(Source extract Opens)

# CubeforYou Update



## Logan (Sep 26, 2009)

I decided that since C4y is adding so many things, we should just make one thread of the changes.

http://www.cubeforyou.com/

1. New site ^
2. Rubik's USB stick (4GB)
3. Void cube (Is it a KO? I can't tell)
4. The one I'm most excited about... TOWER CUBE!!! (YES! I have the money too  except their holiday is in 2 days  I'll have to wait)
5. You guys will be excited at this... Black Pyraminx Crystals!


----------



## xTheAndyx (Sep 26, 2009)

huh. I did not know that there was also a site named cubeforyou.


----------



## V-te (Sep 26, 2009)

What? A crazy 4x4 ???? That is awesome!!!! If only they had a white pyraminx crystal...


----------



## ffsapher (Sep 26, 2009)

hmm
http://www.cube4you.com/ its still the same


----------



## amostay2004 (Sep 26, 2009)

cube4you.com and cubeforyou.com have both been working for some time now..they're the same

EDIT: The Void Cube is original..and the USB drive is oh-so-expensive!


----------



## Logan (Sep 26, 2009)

xTheAndyx said:


> huh. I did not know that there was also a site named cubeforyou.

(Source extract Closes)

# Activity list:
a – In the CubeforYou update thread, what storage capacity is listed for the Rubik's USB stick?
b – Extend the CubeforYou update thread, picking up right after its last line.

(Supplied material Opens)

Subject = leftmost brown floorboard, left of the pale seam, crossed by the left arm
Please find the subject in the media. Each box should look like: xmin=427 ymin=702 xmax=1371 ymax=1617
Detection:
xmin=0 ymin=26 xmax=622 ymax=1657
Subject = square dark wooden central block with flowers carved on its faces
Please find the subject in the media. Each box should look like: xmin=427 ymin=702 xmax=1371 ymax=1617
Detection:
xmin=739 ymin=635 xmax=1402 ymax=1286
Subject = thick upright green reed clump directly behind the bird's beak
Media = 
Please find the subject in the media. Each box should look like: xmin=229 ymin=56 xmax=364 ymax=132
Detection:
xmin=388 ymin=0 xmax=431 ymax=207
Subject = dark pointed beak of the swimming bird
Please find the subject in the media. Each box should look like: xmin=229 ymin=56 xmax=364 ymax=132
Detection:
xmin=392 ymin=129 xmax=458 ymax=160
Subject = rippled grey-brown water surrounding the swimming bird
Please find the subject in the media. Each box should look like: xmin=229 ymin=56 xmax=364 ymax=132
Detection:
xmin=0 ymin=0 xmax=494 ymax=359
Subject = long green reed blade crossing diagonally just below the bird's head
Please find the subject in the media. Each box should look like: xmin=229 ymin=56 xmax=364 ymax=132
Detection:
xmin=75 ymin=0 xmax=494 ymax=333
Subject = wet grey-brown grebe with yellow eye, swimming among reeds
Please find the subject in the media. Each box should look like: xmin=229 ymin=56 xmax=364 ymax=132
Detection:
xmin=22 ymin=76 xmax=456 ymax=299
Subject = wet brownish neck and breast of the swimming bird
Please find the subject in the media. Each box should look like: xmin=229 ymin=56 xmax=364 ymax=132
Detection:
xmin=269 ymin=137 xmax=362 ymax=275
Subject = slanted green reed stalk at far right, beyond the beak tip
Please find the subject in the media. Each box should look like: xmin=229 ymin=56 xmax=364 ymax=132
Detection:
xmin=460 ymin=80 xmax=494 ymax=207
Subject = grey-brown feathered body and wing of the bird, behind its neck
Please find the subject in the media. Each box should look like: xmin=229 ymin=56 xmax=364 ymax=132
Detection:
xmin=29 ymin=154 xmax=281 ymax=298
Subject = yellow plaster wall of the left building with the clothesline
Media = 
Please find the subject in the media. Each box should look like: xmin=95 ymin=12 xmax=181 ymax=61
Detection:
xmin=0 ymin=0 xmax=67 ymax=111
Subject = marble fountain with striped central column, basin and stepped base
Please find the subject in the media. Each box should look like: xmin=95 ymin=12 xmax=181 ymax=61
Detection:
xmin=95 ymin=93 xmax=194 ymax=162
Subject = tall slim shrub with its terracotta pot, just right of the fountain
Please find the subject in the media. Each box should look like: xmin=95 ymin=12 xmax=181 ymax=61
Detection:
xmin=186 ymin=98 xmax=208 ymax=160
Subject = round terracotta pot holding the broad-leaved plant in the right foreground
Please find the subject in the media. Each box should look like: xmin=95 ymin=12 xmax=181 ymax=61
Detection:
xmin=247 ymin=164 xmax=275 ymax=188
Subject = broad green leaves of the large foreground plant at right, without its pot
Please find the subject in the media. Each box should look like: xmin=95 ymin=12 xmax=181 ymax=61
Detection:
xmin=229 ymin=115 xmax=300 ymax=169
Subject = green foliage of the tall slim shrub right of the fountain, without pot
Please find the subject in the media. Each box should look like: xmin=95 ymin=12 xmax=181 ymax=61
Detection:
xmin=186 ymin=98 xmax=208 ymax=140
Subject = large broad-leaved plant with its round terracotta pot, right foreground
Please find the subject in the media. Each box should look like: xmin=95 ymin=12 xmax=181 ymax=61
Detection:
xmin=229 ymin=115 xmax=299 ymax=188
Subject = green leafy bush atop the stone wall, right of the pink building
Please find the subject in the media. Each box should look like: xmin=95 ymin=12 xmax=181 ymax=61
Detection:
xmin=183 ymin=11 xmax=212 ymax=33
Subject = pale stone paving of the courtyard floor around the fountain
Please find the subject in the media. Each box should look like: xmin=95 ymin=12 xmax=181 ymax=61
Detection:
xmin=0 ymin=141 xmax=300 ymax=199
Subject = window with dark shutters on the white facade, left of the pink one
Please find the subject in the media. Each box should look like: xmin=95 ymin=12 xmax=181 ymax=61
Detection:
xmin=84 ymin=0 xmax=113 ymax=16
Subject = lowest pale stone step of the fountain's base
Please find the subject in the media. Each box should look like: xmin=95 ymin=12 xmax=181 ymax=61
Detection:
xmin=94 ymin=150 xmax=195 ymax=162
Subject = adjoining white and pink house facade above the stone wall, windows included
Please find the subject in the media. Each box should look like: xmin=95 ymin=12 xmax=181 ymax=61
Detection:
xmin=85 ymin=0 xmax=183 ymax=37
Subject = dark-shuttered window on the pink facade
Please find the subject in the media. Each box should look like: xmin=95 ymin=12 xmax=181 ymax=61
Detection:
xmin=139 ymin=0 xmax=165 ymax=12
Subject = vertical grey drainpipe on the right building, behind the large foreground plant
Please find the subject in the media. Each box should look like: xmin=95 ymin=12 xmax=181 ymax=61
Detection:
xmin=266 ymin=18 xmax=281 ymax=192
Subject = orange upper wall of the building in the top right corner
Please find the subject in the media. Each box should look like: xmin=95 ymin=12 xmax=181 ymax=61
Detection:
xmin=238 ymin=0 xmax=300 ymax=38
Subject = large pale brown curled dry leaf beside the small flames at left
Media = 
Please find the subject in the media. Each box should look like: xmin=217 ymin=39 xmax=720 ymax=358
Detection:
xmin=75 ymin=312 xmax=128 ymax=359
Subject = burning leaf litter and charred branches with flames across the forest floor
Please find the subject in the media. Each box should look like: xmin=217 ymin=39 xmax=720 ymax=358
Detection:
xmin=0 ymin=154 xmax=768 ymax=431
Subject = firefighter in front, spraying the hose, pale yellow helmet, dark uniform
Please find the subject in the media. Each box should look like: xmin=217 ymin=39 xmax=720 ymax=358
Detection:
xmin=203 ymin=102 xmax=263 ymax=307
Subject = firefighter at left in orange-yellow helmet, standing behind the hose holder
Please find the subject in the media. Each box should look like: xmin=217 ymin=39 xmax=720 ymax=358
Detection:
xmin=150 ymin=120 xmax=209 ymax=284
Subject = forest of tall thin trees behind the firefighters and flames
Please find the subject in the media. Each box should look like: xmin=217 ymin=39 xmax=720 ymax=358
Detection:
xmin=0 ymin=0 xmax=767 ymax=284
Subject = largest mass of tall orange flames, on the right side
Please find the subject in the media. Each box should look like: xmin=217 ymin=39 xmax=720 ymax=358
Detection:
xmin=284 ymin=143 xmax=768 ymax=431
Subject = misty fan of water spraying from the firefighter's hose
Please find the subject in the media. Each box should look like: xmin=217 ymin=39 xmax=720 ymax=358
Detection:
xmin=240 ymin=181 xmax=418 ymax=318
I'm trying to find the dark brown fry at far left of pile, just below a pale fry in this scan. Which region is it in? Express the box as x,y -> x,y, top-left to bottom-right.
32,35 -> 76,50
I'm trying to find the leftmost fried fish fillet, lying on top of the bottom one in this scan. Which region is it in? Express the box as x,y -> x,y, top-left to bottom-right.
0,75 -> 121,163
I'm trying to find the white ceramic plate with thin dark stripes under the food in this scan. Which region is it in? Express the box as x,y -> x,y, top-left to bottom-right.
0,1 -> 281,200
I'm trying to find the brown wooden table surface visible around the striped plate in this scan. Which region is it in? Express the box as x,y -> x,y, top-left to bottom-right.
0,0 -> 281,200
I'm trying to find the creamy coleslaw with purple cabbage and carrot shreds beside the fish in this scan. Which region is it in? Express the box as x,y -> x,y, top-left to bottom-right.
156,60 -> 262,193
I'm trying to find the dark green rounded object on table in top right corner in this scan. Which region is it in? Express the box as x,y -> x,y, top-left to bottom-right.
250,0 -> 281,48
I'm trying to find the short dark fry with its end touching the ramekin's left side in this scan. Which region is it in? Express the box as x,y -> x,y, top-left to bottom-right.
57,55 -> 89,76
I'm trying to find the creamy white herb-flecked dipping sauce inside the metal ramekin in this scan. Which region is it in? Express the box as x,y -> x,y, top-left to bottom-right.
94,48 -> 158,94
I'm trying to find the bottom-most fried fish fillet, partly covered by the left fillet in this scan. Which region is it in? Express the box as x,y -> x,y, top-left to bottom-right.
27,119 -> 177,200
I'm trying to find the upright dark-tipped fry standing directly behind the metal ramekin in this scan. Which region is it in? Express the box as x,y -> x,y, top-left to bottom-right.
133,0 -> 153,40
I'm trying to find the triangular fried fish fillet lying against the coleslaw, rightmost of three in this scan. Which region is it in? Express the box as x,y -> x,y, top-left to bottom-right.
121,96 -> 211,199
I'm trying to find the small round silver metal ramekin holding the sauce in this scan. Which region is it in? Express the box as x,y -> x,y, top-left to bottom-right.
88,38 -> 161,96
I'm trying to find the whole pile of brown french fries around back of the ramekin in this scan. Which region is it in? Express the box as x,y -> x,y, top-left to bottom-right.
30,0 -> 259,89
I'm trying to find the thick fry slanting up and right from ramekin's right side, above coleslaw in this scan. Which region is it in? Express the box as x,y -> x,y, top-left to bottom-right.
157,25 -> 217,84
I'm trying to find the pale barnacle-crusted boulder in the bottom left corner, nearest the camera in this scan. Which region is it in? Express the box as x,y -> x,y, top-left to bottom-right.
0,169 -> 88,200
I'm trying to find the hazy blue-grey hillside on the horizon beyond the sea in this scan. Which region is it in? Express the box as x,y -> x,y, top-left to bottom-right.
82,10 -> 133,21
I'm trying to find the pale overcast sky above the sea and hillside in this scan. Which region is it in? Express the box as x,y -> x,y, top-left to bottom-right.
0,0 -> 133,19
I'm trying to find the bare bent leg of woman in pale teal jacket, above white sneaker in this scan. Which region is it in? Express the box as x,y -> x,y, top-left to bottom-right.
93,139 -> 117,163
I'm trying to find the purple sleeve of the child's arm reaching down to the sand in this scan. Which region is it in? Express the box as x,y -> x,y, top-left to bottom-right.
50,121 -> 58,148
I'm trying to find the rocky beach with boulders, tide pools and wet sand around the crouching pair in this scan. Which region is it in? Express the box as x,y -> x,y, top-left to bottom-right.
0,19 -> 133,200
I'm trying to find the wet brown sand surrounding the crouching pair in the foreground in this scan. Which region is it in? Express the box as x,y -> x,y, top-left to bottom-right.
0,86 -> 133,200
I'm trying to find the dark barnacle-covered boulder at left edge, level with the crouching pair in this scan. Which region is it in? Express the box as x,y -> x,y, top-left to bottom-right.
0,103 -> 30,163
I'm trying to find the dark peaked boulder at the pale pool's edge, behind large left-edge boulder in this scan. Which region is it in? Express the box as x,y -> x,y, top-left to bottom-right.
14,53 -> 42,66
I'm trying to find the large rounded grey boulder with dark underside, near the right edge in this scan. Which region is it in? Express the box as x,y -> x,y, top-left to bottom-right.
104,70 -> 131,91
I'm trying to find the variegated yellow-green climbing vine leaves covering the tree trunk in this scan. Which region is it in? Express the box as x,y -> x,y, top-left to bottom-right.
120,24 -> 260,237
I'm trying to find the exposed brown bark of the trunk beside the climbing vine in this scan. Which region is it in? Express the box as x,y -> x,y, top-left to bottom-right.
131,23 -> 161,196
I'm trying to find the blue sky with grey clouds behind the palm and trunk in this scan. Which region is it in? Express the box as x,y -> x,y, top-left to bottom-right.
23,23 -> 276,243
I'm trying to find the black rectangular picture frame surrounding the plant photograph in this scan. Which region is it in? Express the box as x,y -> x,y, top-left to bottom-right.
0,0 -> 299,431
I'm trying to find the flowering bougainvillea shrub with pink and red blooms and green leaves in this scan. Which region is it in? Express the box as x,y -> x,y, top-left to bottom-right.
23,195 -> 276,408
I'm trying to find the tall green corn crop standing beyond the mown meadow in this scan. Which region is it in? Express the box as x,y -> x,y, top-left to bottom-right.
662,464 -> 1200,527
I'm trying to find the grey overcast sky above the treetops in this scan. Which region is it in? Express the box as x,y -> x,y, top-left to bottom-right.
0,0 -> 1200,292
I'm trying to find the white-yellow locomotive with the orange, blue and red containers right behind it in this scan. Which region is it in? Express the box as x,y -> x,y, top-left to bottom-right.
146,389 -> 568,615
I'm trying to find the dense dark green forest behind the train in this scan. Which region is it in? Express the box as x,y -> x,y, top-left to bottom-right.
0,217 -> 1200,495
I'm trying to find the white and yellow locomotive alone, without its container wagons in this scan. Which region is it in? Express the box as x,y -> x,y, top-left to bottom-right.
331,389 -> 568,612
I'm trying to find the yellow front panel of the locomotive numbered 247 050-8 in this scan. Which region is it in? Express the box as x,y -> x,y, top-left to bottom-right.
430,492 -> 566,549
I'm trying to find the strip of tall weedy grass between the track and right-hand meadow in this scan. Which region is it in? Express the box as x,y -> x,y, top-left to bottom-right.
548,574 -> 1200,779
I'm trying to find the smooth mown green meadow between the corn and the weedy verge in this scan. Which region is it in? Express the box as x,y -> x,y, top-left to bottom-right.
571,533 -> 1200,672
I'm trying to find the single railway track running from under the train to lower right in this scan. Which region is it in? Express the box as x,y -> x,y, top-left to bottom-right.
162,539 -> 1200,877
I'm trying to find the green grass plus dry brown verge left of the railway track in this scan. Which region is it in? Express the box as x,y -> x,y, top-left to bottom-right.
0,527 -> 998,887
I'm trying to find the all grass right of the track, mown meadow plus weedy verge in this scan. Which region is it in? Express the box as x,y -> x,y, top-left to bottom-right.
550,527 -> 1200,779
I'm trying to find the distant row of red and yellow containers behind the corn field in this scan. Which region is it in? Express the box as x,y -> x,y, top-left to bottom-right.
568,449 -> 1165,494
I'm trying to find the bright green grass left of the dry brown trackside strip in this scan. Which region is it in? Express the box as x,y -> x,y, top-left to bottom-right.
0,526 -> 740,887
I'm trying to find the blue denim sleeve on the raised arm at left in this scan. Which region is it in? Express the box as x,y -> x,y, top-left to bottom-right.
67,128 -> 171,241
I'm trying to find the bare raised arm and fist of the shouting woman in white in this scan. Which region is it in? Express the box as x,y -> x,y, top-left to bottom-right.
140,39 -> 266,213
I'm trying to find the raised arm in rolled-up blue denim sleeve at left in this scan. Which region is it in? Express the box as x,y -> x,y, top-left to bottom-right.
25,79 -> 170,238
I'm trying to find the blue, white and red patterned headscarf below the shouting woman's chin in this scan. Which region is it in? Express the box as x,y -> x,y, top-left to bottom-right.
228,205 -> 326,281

(Supplied material Closes)

# Answers by item:
a – 4GB

b –
Yes, It has been running for a while but he is closing his old site and using this one now.


V-te said:


> What? A crazy 4x4 ???? That is awesome!!!! If only they had a white pyraminx crystal...


They do. 


ffsapher said:


> hmm
> http://www.cube4you.com/ its still the same



Yeah, He will be closing it soon.


See cube4you news: http://www.cube4you.com/message_24.html


----------



## lowonthefoodchain (Sep 26, 2009)

Lol at the fully-functional flash drive.


----------



## JTW2007 (Sep 27, 2009)

That void is not in the same box as they used to come in. Are we sure it's legit?


----------



## Vulosity (Sep 27, 2009)

^

Yes, http://cubepuzzle.arrow.jp/


----------



## goatseforever (Sep 27, 2009)

Tower Cube looks beautiful.


----------



## DcF1337 (Sep 27, 2009)

I like it. The new template makes it easier to find things.


----------



## ffsapher (Sep 27, 2009)

On http://www.cubeforyou.com/ are only a few cubes


----------



## GermanCube (Sep 27, 2009)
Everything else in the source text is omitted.